■ PASAJE CITADO:
Con traje a la derecha de la imagen, Jesús Noguero como Chaikovski

El personaje, interpretado con brillantez, se muestra ácido, lúcido, cruel, divertido y contradictorio. Pelea con su marido, Jon, que intenta que no abandone el tratamiento. Se enfrenta a un crítico que le reprocha buscar reconocimiento a través de su condición sexual. Pedro afirma que quiere ser valorado como músico, no como “el homosexual que dirigía bien”. Pero el crítico le responde sin piedad: “No estarías en la lista de los mejores si no fueras homosexual, y tú mismo lo has destacado.” El diálogo golpea con fuerza, porque revela una de las tensiones más incómodas del presente: ¿valoramos las obras por lo que son, o por lo que representan? ¿Debe el arte rendir cuentas a la identidad de su creador?

¿Y quién nos recordará cuando dejemos de estar?

En ese punto, la obra introduce una resonancia que va más allá del personaje: la figura de Chaikovski. El compositor, que acompaña en escena como una proyección de la mente de Pedro, vivió su homosexualidad bajo una represión feroz en la Rusia del siglo XIX. Se casó para ocultarla, escribió cartas que nunca se atrevió a firmar con claridad, y murió en circunstancias que aún hoy se discuten: oficialmente por cólera, extraoficialmente por un suicidio inducido para evitar la exposición pública. Ese misterio se convierte en un espejo trágico para Pedro, quien, a pesar de vivir en un tiempo más tolerante, teme que su orientación sexual opaque su legado artístico.

La obra plantea entonces una pregunta incómoda: ¿se nos valora por lo que hacemos o por lo que representamos? ¿Importa más la música o el músico? ¿El trazo o la mano que lo sostiene? Pedro quiere ser recordado como un gran director, no como “el homosexual que dirigía bien”. Pero esa distinción, en un mundo cada vez más obsesionado con las etiquetas, parece cada vez más difícil de sostener.

En ese viaje, lo que empieza siendo un duelo contra la muerte se transforma en un duelo consigo mismo. Pedro también es alguien que desea ser llorado, que se resiste a aceptar que la vida continúe sin él. Aunque dice querer que Jon, su pareja, rehaga su vida, hay algo en su mirada —y en sus silencios— que desea lo contrario: que todo quede congelado, como una nota sostenida, como un acorde imposible de resolver. Pero la enfermedad se alarga. Y cuando el otro empieza a aceptar que debe seguir adelante, Pedro se siente traicionado. Su angustia cambia de forma: ya no es solo miedo a morir, sino miedo a no dejar una huella que lo haga eterno.

Inma Cuevas

Y entonces llega Moscú. Y el presidente Putin. Y una última oportunidad: si no puede grabar su Patética, al menos podrá dirigirla en directo, y quizás hacer algo memorable, incluso escandaloso. Un gesto contra la homofobia, contra el poder, contra el olvido. Pero la invitación viene del régimen que persigue todo lo que Pedro es. El Kremlin le ofrece la posibilidad de dirigir en la patria de Chaikovski, en un gesto casi cínico de apropiación cultural, como si el arte pudiera blanquear la represión.

Entradas guardadas
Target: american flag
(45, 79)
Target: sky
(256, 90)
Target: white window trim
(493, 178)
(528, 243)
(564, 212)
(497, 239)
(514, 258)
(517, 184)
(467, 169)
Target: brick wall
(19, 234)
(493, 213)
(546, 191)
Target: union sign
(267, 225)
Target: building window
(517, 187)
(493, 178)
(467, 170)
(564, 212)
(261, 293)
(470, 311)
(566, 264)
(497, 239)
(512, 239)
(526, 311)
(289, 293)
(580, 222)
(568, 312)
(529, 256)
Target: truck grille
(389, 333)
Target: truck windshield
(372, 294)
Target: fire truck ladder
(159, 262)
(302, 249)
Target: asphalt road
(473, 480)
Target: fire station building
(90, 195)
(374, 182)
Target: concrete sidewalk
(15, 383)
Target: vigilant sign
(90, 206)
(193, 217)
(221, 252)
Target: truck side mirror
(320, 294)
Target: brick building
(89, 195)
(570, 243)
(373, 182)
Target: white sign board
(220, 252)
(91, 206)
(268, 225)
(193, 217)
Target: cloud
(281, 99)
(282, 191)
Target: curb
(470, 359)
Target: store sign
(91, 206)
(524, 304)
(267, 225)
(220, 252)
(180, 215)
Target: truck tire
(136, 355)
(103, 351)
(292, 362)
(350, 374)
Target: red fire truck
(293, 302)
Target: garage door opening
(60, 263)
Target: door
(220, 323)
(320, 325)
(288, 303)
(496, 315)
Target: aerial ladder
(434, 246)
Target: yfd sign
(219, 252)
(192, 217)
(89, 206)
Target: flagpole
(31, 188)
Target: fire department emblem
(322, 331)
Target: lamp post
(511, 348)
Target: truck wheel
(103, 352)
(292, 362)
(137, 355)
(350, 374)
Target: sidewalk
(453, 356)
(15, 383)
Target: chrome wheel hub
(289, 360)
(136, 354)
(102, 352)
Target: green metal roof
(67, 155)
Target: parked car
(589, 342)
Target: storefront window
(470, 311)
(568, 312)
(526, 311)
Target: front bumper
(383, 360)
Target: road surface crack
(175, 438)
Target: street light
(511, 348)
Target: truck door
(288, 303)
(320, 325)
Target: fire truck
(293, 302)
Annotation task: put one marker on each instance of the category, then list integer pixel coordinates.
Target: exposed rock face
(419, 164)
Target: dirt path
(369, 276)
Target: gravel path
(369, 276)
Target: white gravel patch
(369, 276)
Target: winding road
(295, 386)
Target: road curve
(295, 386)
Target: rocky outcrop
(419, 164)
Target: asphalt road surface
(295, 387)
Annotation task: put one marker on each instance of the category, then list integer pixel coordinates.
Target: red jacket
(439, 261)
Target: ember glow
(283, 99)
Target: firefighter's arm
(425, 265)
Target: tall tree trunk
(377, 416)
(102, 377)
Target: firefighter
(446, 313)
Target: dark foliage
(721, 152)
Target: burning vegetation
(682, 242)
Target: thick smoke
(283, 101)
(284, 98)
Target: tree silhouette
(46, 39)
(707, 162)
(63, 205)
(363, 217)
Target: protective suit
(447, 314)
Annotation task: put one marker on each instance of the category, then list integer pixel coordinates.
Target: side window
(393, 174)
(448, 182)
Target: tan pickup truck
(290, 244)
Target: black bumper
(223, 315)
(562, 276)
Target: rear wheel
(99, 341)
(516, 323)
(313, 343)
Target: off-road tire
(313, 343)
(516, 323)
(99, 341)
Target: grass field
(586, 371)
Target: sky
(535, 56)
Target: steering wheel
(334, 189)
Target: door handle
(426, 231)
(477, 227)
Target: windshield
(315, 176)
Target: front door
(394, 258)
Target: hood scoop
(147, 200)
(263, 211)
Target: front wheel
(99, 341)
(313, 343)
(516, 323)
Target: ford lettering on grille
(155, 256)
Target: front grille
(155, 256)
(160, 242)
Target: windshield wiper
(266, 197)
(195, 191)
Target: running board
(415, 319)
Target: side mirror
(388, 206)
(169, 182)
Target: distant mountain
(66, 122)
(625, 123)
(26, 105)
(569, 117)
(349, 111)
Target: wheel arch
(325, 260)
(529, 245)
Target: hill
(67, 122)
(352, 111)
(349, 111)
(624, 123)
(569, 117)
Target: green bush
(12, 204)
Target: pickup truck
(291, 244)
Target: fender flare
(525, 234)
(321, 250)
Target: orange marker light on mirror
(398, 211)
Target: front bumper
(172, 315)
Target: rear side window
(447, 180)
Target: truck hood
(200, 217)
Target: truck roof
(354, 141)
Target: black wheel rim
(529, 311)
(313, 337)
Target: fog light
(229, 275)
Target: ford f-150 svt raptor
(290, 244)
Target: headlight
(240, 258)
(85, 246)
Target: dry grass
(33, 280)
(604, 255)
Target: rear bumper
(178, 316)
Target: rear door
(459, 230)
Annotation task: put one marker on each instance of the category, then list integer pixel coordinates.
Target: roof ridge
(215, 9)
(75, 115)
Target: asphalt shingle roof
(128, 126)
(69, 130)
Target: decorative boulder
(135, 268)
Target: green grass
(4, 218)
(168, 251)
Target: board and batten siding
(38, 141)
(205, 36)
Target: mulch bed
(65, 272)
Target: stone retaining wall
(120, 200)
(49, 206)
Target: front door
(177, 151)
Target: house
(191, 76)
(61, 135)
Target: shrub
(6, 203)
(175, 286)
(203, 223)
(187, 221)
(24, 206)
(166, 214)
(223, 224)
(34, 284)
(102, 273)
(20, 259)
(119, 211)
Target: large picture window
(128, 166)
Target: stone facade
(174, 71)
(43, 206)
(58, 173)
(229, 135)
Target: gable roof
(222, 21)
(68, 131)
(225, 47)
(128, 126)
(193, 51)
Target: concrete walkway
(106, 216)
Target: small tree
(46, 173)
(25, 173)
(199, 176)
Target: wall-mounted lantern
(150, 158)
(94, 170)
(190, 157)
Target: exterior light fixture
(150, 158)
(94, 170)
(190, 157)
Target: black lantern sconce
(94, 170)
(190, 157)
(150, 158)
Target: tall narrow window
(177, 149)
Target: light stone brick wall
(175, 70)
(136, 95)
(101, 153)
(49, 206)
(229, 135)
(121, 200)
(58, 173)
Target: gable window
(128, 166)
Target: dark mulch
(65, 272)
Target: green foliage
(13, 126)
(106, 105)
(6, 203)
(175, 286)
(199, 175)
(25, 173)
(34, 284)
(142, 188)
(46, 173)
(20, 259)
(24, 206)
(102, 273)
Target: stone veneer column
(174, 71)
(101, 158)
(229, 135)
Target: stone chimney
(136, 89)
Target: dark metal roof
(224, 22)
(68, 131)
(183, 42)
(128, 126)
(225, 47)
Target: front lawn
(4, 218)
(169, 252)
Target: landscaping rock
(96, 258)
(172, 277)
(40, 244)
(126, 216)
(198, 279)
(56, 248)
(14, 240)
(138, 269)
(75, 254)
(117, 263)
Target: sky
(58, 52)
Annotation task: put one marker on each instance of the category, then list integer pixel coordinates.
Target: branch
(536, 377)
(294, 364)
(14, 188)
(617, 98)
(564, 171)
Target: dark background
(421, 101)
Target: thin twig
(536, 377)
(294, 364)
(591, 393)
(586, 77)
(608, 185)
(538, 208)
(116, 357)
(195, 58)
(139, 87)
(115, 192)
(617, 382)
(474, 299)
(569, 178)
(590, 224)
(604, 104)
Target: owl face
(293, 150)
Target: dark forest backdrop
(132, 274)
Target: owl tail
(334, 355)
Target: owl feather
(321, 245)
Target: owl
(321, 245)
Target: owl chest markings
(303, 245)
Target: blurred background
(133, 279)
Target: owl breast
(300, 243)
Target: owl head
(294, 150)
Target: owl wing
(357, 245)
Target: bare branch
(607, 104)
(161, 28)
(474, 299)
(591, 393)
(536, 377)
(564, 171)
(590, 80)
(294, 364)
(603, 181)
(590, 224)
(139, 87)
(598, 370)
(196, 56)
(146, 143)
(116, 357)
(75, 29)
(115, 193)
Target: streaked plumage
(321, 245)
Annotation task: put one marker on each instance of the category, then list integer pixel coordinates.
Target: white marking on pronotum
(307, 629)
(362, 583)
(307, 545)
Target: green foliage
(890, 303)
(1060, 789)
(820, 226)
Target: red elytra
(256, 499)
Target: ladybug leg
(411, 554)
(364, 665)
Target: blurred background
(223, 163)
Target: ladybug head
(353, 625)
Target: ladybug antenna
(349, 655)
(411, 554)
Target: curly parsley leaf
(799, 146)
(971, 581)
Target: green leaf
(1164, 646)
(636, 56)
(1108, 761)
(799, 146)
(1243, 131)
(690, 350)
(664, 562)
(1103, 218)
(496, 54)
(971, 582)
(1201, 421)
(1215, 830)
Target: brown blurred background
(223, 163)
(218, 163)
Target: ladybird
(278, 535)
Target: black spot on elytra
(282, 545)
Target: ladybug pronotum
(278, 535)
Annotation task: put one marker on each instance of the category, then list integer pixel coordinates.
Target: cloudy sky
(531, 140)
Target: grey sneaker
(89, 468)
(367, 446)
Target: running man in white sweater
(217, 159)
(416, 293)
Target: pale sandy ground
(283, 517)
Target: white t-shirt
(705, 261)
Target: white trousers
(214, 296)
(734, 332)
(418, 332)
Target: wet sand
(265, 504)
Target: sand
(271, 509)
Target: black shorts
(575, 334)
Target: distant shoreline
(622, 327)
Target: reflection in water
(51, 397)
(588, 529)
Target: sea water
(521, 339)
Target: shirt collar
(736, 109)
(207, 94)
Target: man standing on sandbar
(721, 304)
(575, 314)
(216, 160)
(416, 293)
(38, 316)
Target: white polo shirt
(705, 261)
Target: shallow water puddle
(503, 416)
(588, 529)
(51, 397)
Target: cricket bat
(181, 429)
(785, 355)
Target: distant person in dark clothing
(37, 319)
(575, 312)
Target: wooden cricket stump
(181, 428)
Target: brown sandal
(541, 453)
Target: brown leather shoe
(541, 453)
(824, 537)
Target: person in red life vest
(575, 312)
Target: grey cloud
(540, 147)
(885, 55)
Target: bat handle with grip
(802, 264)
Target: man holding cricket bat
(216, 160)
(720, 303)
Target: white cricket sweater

■ TAREA 1: En el pasaje citado, ¿qué adjetivos describen al personaje en la frase que empieza con "El personaje, interpretado con brillantez"? Enuméralos todos.
■ TAREA 2:
Responde estas preguntas sobre el pasaje citado:
(a) ¿Cómo se llama el marido de Pedro?
(b) Según la versión oficial, ¿de qué murió Chaikovski?
(c) Si no puede grabarla, ¿qué obra espera Pedro dirigir en directo en Moscú?
■ TAREA 3:
¿Concuerda cada afirmación con el pasaje citado? Responde sí o no y cita las palabras exactas que lo deciden.
(a) Chaikovski aparece en escena como una proyección de la mente de Pedro.
(b) La invitación a dirigir en Moscú procede de un régimen que apoya a Pedro.
(c) Jon intenta que Pedro deje el tratamiento.

■ RESPUESTA 1: ácido, lúcido, cruel, divertido, contradictorio

■ RESPUESTA 2:
(a) Jon.
(b) De cólera.
(c) Su Patética.

■ RESPUESTA 3:
(a) Sí: "acompaña en escena como una proyección de la mente de Pedro".
(b) No: "la invitación viene del régimen que persigue todo lo que Pedro es".
(c) No: "intenta que no abandone el tratamiento".